#### Using the information
- 1) Decide whether each statement agrees with the Gauquelin sectors text below. Answer yes or no and quote the deciding words of the text exactly.
(a) GS2 covers 40° in total.
(b) The writer found that clients with a high angular count tended to be extroverts.
(c) Gauquelin's results for musicians showed a strong Mars peak inside a g-sector.
- 2) Reproduce the passage of the Gauquelin sectors text below that lies between "According to the" and "it, 30° in total.", inclusive.

#### Given text
↓

According to the Cosmic Data Bank
http://www.cd-b.com/gauquelin_sectors.htm

# GS1 - 30° above the Ascendant and 10° immediately below it, 40° in total.
# GS2 - 30° west of the MC and 10° east of the MC, 40° in total.
# GS3 - 20° below the Descendant and 10° above it, 30° in total.
# GS4 - 20° east of the IC and 10° west of the IC, 30° in total.

Gauquelin said he used Placidus houses.

The g-sectors are constructed like this so the distributions peak in the middle of these sectors. It's often been proposed that the g-sectors are the cadent houses overlaid by the orb for the angles.

Adding to this my own observation of clients with a high cadent count, I would say there's something wrong with the house interpretations. The high cadent people were not overcompensating, they are who they are. If the count was high, I could predict this before I met the client. You might call them "extroverts." The angular clients tended out to be the more nerdish "introverts." The high succeedent types tended to be "moody" or "brooding," though artistic. Of course this is only one chart factor among each whole chart I had to read, and I may not have noticed it if I wasn't looking for it, counting and comparing. Still, I may have a bias, so that's why I'm asking others.

Gauquelin said the g-sector (he called them "key sectors") planets were "strong" and that is why his results for musicians had a strong Mars peak in the 11th house (NOT in a g-sector). He explained that Mars had to be in a "weak" in order for the artistic sensibilities to emerge. I used Rudhyarist reasoning to argue that those Mars placements are just as "strong" as the g-sector Mars placements, only it produced outstanding musicians and artists, who effectively used the Mars for that purpose. My point here is that Gauquelin's findings relate to houses and not just the angles. I don't think astrologers should be trying to dismiss these results. Astrologers should be trying to explain them.

↑

#### Given information

↓

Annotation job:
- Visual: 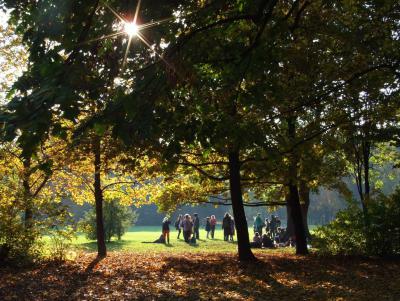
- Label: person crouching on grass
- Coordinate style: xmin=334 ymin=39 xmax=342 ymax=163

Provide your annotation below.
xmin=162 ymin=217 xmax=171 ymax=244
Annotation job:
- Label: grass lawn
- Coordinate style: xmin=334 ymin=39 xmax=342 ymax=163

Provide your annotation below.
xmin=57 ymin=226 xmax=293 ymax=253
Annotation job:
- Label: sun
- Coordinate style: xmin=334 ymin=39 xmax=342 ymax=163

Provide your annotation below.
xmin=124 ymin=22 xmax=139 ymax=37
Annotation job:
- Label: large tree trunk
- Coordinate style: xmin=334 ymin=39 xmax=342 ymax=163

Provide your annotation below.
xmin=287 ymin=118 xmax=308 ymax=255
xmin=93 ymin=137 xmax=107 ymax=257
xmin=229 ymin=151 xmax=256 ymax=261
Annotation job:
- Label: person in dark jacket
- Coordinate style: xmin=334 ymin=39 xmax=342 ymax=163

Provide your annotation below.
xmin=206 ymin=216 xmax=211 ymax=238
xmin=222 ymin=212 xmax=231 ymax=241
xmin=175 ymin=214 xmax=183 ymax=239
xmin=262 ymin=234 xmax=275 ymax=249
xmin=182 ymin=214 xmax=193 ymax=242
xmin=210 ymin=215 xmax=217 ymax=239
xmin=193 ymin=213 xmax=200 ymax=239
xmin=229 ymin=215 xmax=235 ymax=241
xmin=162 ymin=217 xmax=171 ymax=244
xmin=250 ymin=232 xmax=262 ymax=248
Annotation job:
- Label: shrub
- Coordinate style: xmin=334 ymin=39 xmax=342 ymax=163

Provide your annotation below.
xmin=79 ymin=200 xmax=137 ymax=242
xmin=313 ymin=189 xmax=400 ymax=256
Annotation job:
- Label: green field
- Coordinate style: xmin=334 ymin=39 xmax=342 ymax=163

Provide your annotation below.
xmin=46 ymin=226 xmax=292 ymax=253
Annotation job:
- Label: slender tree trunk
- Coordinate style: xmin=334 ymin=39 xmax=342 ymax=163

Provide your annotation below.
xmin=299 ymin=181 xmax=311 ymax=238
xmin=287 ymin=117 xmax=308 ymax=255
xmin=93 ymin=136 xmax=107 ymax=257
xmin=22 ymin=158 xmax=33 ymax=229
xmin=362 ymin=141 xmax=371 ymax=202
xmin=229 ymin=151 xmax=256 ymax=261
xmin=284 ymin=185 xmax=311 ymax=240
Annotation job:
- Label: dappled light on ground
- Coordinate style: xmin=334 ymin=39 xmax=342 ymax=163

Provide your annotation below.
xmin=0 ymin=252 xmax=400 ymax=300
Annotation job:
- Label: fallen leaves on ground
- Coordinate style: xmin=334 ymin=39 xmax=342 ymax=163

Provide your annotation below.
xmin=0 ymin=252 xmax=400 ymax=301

↑
↓

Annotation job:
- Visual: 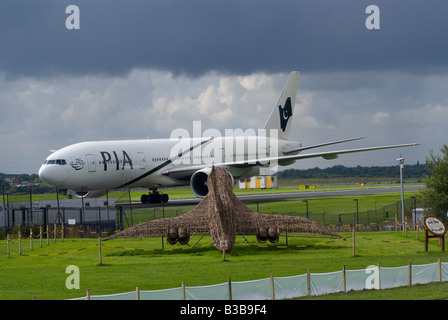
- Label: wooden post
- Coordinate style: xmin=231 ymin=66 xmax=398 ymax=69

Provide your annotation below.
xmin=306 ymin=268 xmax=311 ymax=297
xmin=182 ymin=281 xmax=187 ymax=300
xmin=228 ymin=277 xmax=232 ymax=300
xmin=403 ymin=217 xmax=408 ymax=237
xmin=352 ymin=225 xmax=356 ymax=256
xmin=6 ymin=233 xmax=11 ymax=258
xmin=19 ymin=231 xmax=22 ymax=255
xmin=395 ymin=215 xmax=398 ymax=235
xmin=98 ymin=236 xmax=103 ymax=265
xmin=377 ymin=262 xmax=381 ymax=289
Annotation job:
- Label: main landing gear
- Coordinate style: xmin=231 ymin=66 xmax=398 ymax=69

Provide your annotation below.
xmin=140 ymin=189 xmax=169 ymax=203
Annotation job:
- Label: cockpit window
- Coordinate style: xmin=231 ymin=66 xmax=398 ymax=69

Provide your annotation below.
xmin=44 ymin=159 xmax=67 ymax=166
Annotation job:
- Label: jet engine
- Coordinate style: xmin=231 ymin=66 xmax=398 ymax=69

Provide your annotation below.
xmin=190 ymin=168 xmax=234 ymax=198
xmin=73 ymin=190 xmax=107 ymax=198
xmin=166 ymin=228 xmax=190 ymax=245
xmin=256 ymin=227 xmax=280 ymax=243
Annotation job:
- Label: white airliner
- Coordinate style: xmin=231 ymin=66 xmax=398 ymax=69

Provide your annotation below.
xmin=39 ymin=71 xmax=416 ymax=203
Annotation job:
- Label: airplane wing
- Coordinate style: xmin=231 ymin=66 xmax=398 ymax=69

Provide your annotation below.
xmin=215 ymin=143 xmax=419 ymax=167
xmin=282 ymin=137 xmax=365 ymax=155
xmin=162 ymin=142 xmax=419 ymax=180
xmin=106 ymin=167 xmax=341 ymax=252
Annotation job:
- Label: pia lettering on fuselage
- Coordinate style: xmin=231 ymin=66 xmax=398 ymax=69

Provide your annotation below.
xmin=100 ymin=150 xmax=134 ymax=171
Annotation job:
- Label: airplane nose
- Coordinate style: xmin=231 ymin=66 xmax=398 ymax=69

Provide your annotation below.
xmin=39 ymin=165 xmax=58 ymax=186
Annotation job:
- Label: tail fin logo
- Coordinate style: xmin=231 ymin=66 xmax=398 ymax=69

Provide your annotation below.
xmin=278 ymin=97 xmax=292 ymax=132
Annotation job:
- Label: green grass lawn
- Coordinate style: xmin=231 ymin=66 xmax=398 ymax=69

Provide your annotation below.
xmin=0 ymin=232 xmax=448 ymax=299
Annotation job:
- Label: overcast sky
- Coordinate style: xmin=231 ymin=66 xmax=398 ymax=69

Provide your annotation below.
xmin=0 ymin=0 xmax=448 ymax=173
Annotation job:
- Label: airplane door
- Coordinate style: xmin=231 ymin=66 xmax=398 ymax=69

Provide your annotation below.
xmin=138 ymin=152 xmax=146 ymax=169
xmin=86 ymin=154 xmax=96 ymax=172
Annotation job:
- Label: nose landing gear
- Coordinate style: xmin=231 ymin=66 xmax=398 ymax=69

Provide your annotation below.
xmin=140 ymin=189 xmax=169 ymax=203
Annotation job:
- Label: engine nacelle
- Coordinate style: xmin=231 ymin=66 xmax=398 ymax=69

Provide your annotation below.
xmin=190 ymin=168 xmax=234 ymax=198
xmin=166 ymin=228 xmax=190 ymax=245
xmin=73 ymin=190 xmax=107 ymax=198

↑

#### Completed exercise
- 1)
(a) Yes: "GS2 - 30° west of the MC and 10° east of the MC, 40° in total."
(b) No: "The angular clients tended out to be the more nerdish "introverts.""
(c) No: "his results for musicians had a strong Mars peak in the 11th house (NOT in a g-sector)"

- 2)
According to the Cosmic Data Bank
http://www.cd-b.com/gauquelin_sectors.htm

# GS1 - 30° above the Ascendant and 10° immediately below it, 40° in total.
# GS2 - 30° west of the MC and 10° east of the MC, 40° in total.
# GS3 - 20° below the Descendant and 10° above it, 30° in total.